- [EXERCISE REQUIREMENTS]
(1) Please take everything in the walking-aids passage from "You might be" down to "Spinal Cord Research." and change "walking" to "ambulation".
(2) Translate this sentence from the walking-aids passage into Spanish: "Clearly, researchers, inventors, and entrepreneurs are not going to give up lightly on helping get people with paralysis back on their feet."
(3) Pick up the walking-aids passage after its final sentence and carry it forward.

You might be a candidate for FES (functional electrical stimulation) walking, in which electrical impulses make your muscles contract to reproduce the movements of walking. This technology is still developing, but some people are using it in their daily lives. It can be used by some people with injuries higher than T12, although it still involves intensive training and sufficient strength. FES is discussed in Chapter 6, Spinal Cord Research.
There are a number of patent applications in place for power-assisted gait orthotics. Motors and batteries have all become smaller and stronger, and microprocessors are able to read information, such as the amount of force on your leg or foot, as well as the position of your knees and hips. One particular design has buttons on the crutches that the user presses to cause one leg or the other to swing forward. Clearly, researchers, inventors, and entrepreneurs are not going to give up lightly on helping get people with paralysis back on their feet. The trick will always remain to balance emotions and desires against practical value and the investment of your time and money.

- [INFORMATION SUPPLIED]
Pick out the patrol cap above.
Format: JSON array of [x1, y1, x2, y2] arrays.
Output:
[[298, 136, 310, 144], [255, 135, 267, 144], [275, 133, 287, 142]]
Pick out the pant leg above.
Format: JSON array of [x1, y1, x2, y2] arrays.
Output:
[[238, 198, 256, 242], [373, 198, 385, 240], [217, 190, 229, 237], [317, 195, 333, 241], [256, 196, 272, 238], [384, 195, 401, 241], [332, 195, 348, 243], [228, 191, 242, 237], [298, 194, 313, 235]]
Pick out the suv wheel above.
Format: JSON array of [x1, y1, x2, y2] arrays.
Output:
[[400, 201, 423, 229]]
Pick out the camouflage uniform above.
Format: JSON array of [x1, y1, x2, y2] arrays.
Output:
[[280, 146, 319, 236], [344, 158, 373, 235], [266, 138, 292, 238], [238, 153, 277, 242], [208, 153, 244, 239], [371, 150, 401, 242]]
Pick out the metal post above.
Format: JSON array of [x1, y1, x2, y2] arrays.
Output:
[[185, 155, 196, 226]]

- [ANSWERS PROVIDED]
(1)
You might be a candidate for FES (functional electrical stimulation) ambulation, in which electrical impulses make your muscles contract to reproduce the movements of ambulation. This technology is still developing, but some people are using it in their daily lives. It can be used by some people with injuries higher than T12, although it still involves intensive training and sufficient strength. FES is discussed in Chapter 6, Spinal Cord Research.

(2) Claramente, los investigadores, inventores y emprendedores no van a renunciar fácilmente a ayudar a que las personas con parálisis vuelvan a ponerse de pie.

(3)
Occupational Therapy

 

The occupational therapist is primarily concerned with the practical activities of your life known as activities of daily living (ADLs). The occupational therapist will condition and train you to optimize self-care and your ability to work and perform typical daily tasks. The therapist’s expertise is in techniques and tools to increase your independence. Occupational therapists will teach you methods for making transfers and for performing bowel and bladder management. The occupational therapist is usually the person involved in wheelchair selection, often in cooperation with the wheelchair vendor (see Chapter 4, Wheelchair Selection).
Jody Greenhalgh compares occupational and physical therapy:

 

Occupational therapy (OT) adapts people to their disability to be functionally independent or to optimize their function. Physical therapy is more purely about physical capacities. OT is physically oriented, but we focus on functional skills so people can perform daily activities. There is definitely overlap.
In occupational therapy, you might find yourself making cookies or doing a craft project like stringing beads. Some people make the mistake of thinking they’re being trained to perform a menial job, but this is not the case. Such tasks are used therapeutically as a way to improve your dexterity and your ability to recover cognitive skills (especially in the case of brain injury) and to retrain muscles that might have become weak or lost coordination. Making cookies might help you pursue a career as a medical technician. Don’t judge the task. Consider the goal.
Sometimes the occupational activity is also exercise, as a man with spinal cord injury recounts:

 

I worked on a special loom designed by an occupational therapist. As I made a rug, I was also lifting weights.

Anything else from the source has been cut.